Render every line of the rows below as a Markdown table with two columns, Line and Text, giving each line's number under Line and the line itself under Text, and leave out blank lines.
Segment Start: DATA IN THIS EXERCISE
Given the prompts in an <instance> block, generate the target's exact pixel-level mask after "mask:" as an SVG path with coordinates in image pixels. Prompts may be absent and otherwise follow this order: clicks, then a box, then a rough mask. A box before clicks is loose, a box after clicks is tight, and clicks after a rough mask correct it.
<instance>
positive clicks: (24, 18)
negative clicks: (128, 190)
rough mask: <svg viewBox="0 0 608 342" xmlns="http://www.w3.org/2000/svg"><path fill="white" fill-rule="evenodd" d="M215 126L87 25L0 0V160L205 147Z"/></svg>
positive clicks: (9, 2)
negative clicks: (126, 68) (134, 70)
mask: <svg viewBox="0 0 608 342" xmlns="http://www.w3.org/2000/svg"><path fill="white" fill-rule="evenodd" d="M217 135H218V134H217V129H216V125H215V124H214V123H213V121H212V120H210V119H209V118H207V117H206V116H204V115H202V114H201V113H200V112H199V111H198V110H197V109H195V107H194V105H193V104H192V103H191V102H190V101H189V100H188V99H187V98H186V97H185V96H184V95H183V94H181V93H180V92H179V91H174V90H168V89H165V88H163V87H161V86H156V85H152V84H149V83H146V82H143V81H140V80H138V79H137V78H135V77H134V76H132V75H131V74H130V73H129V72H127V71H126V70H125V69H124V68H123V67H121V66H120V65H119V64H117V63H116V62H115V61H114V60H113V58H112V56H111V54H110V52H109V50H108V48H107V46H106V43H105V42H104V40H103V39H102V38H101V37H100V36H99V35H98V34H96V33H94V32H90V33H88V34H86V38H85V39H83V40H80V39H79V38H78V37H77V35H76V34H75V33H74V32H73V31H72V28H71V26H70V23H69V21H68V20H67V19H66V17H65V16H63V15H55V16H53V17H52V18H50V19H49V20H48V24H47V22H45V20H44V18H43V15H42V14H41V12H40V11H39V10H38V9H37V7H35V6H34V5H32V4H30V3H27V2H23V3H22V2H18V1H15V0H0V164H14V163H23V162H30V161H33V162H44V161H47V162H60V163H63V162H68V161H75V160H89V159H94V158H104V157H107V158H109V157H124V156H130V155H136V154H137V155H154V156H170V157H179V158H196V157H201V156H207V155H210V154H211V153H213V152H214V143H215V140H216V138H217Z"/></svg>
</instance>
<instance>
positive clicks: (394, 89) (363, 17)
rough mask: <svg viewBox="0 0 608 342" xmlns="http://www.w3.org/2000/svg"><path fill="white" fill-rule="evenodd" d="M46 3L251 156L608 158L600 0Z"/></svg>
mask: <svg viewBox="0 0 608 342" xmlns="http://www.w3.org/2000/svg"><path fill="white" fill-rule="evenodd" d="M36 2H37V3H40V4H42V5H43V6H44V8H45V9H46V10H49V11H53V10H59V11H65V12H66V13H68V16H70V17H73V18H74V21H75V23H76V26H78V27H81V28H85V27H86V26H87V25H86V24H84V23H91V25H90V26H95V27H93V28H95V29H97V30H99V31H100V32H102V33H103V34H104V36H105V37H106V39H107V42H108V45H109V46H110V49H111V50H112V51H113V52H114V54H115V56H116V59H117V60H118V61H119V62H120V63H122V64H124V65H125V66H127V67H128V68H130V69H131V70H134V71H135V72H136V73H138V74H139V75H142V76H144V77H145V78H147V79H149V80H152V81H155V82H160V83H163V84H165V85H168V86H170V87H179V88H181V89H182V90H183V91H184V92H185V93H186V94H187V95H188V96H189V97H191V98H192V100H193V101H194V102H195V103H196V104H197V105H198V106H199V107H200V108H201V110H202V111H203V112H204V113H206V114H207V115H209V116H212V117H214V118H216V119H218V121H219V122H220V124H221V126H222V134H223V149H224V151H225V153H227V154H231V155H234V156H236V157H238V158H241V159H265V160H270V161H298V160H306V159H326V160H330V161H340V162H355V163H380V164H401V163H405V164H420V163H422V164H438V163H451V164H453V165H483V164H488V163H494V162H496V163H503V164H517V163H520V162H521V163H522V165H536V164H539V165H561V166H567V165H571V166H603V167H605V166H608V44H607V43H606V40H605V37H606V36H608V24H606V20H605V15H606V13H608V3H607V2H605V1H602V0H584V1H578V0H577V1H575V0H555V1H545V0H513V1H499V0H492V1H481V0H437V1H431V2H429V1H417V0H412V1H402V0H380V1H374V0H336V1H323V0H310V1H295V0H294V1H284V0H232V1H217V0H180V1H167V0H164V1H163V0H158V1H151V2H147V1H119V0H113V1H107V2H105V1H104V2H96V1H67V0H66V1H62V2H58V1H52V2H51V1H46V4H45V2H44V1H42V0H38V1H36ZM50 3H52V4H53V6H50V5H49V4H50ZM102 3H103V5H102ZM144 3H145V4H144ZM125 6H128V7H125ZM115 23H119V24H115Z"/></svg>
Segment End: DATA IN THIS EXERCISE
■ PROBLEM SOLUTION ■
| Line | Text |
|---|---|
| 1 | Given the prompts in an <instance> block, generate the target's exact pixel-level mask after "mask:" as an SVG path with coordinates in image pixels. Prompts may be absent and otherwise follow this order: clicks, then a box, then a rough mask. A box before clicks is loose, a box after clicks is tight, and clicks after a rough mask correct it. |
| 2 | <instance> |
| 3 | positive clicks: (24, 18) |
| 4 | negative clicks: (128, 190) |
| 5 | rough mask: <svg viewBox="0 0 608 342" xmlns="http://www.w3.org/2000/svg"><path fill="white" fill-rule="evenodd" d="M215 126L87 25L0 0V160L205 147Z"/></svg> |
| 6 | positive clicks: (9, 2) |
| 7 | negative clicks: (126, 68) (134, 70) |
| 8 | mask: <svg viewBox="0 0 608 342" xmlns="http://www.w3.org/2000/svg"><path fill="white" fill-rule="evenodd" d="M217 135H218V134H217V129H216V125H215V124H214V123H213V121H212V120H210V119H209V118H207V117H206V116H204V115H202V114H201V113H200V112H199V111H198V110H197V109H195V107H194V105H193V104H192V103H191V102H190V101H189V100H188V99H187V98H186V97H185V96H184V95H183V94H181V93H180V92H179V91H174V90H168V89H165V88H163V87H161V86H156V85H152V84H149V83H146V82H143V81H140V80H138V79H137V78H135V77H134V76H132V75H131V74H130V73H129V72H127V71H126V70H125V69H124V68H123V67H121V66H120V65H119V64H117V63H116V62H115V61H114V60H113V58H112V56H111V54H110V52H109V50H108V48H107V46H106V43H105V42H104V40H103V39H102V38H101V37H100V36H99V35H98V34H96V33H94V32H90V33H88V34H86V38H85V39H83V40H80V39H79V38H78V37H77V35H76V34H75V33H74V32H73V31H72V28H71V26H70V23H69V21H68V20H67V19H66V17H65V16H63V15H55V16H53V17H52V18H50V19H49V20H48V24H47V22H45V20H44V18H43V15H42V14H41V12H40V11H39V10H38V9H37V7H35V6H34V5H32V4H30V3H27V2H23V3H22V2H18V1H15V0H0V164H14V163H23V162H30V161H33V162H44V161H47V162H60V163H63V162H68V161H75V160H89V159H94V158H104V157H107V158H109V157H124V156H130V155H136V154H137V155H154V156H170V157H179V158H196V157H201V156H207V155H210V154H211V153H213V152H214V143H215V140H216V138H217Z"/></svg> |
| 9 | </instance> |
| 10 | <instance> |
| 11 | positive clicks: (394, 89) (363, 17) |
| 12 | rough mask: <svg viewBox="0 0 608 342" xmlns="http://www.w3.org/2000/svg"><path fill="white" fill-rule="evenodd" d="M46 3L251 156L608 158L600 0Z"/></svg> |
| 13 | mask: <svg viewBox="0 0 608 342" xmlns="http://www.w3.org/2000/svg"><path fill="white" fill-rule="evenodd" d="M36 2H37V3H40V4H42V5H43V6H44V8H45V9H46V10H49V11H53V10H59V11H65V12H66V13H68V16H70V17H73V18H74V21H75V23H76V26H78V27H81V28H85V27H86V26H87V25H86V24H84V23H91V25H90V26H95V27H93V28H95V29H97V30H99V31H100V32H102V33H103V34H104V36H105V37H106V39H107V42H108V45H109V46H110V49H111V50H112V51H113V52H114V54H115V56H116V59H117V60H118V61H119V62H120V63H122V64H124V65H125V66H127V67H128V68H130V69H131V70H134V71H135V72H136V73H138V74H139V75H142V76H144V77H145V78H147V79H149V80H152V81H155V82H160V83H163V84H165V85H168V86H170V87H179V88H181V89H182V90H183V91H184V92H185V93H186V94H187V95H188V96H189V97H191V98H192V100H193V101H194V102H195V103H196V104H197V105H198V106H199V107H200V108H201V110H202V111H203V112H204V113H206V114H207V115H209V116H212V117H214V118H216V119H218V121H219V122H220V124H221V126H222V134H223V149H224V151H225V153H227V154H231V155H234V156H236V157H238V158H241V159H265V160H270V161H298V160H306V159H326V160H330V161H340V162H355V163H380V164H401V163H405V164H420V163H422V164H438V163H451V164H453V165H483V164H488V163H494V162H496V163H503V164H517V163H520V162H521V163H522V165H536V164H539V165H561V166H567V165H571V166H603V167H605V166H608V44H607V43H606V40H605V37H606V36H608V24H606V20H605V15H606V13H608V3H607V2H605V1H602V0H584V1H578V0H577V1H575V0H555V1H545V0H513V1H499V0H492V1H481V0H437V1H431V2H429V1H417V0H412V1H402V0H380V1H374V0H336V1H323V0H310V1H295V0H294V1H284V0H232V1H217V0H180V1H167V0H164V1H163V0H158V1H151V2H147V1H119V0H113V1H107V2H105V1H104V2H96V1H67V0H66V1H62V2H58V1H52V2H51V1H46V4H45V2H44V1H42V0H38V1H36ZM50 3H52V4H53V6H50V5H49V4H50ZM102 3H103V5H102ZM144 3H145V4H144ZM125 6H128V7H125ZM115 23H119V24H115Z"/></svg> |